- [Written problem]:
Render the following material again verbatim, leaving nothing out.

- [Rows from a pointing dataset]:
-=-=-

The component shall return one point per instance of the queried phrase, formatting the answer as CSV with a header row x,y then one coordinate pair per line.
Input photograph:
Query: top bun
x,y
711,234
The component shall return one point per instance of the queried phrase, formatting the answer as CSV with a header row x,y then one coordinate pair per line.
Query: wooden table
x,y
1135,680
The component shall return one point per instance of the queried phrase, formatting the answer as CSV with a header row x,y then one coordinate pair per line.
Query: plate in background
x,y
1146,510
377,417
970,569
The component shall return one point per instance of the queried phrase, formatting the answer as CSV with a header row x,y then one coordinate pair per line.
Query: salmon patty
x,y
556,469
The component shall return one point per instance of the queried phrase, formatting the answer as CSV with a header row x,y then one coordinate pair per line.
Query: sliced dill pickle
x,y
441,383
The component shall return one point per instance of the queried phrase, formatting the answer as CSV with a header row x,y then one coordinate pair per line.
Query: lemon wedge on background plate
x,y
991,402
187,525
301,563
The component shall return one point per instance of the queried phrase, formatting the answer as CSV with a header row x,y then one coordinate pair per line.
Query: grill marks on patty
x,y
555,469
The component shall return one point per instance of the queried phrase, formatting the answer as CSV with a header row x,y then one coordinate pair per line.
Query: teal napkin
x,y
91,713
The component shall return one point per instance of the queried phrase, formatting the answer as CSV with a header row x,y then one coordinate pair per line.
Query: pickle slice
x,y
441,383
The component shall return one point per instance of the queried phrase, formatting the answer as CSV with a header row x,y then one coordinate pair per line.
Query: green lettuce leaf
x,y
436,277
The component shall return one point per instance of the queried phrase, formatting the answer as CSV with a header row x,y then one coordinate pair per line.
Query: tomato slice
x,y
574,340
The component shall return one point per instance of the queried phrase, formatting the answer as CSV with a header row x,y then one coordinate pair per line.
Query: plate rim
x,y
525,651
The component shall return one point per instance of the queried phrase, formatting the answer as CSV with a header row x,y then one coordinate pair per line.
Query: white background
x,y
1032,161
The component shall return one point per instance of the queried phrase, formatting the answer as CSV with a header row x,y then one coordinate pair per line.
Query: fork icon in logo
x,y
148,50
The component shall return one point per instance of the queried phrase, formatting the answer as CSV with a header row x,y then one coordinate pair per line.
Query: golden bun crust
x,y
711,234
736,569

-=-=-

- [Task result]:
The component shall return one point per instance of the queried phrase, formatting the answer as CSV with a header row x,y then one coordinate pair per line.
Input photograph:
Query: top bun
x,y
711,234
The component shall return one point per instance of the queried phrase, formatting the answer as CSV with a header row x,y then one coordinate pair per line.
Query: wooden table
x,y
1135,680
The component shall return one point per instance of the queried phrase, formatting the answer as CSV with a header row x,y then one coordinate pair per line.
Query: plate in background
x,y
1146,510
377,417
970,569
The component shall return one point per instance of the queried phrase, formatting the answer as CSV with a header row x,y then one coordinate pair per line.
Query: salmon patty
x,y
556,469
The component shall return one point per instance of the queried phrase, formatting the answer as CSV with a header row x,y then one coordinate pair per line.
Query: sliced dill pickle
x,y
441,383
The component shall return one point per instance of the queried phrase, formatting the answer as CSV with a header row x,y then one coordinate pair per line.
Query: lemon wedge on background plate
x,y
991,402
187,525
301,563
The component shall return one point per instance of the queried phrase, formatting the answer as CSV with a header row x,y then one coordinate pair per line.
Query: grill marks on patty
x,y
555,469
The component shall return one point per instance of the queried phrase, formatting the answer as CSV with a header row x,y then one coordinate pair per line.
Query: teal napkin
x,y
91,713
The component shall return one point per instance of the queried phrase, formatting the answer as CSV with a header row x,y then one coordinate pair per line.
Query: pickle slice
x,y
441,383
The component shall return one point per instance of the queried phrase, formatting the answer as CSV with a header row x,y then one coordinate pair per line.
Query: green lettuce leaf
x,y
436,277
The component shall return one point per instance of the queried phrase, formatting the answer as CSV with a header row x,y then one coordinate pair per line.
Query: tomato slice
x,y
574,340
The component shall return one point per instance of the queried phrase, formatting the answer as CSV with a header row x,y then one coordinate pair per line.
Query: plate rim
x,y
525,651
The component shall return one point per instance of the queried phrase, formatting the answer as CSV with a header row x,y then one coordinate pair per line.
Query: white background
x,y
1032,161
The component shall return one point per instance of the queried phrase, formatting the answer as CSV with a header row x,y then one coordinate pair per line.
Query: fork icon in logo
x,y
148,50
The component shall return one point per instance of the queried phrase, formatting the answer as CSV with a header row x,y then one coordinate pair per line.
Query: golden bun crust
x,y
711,234
736,569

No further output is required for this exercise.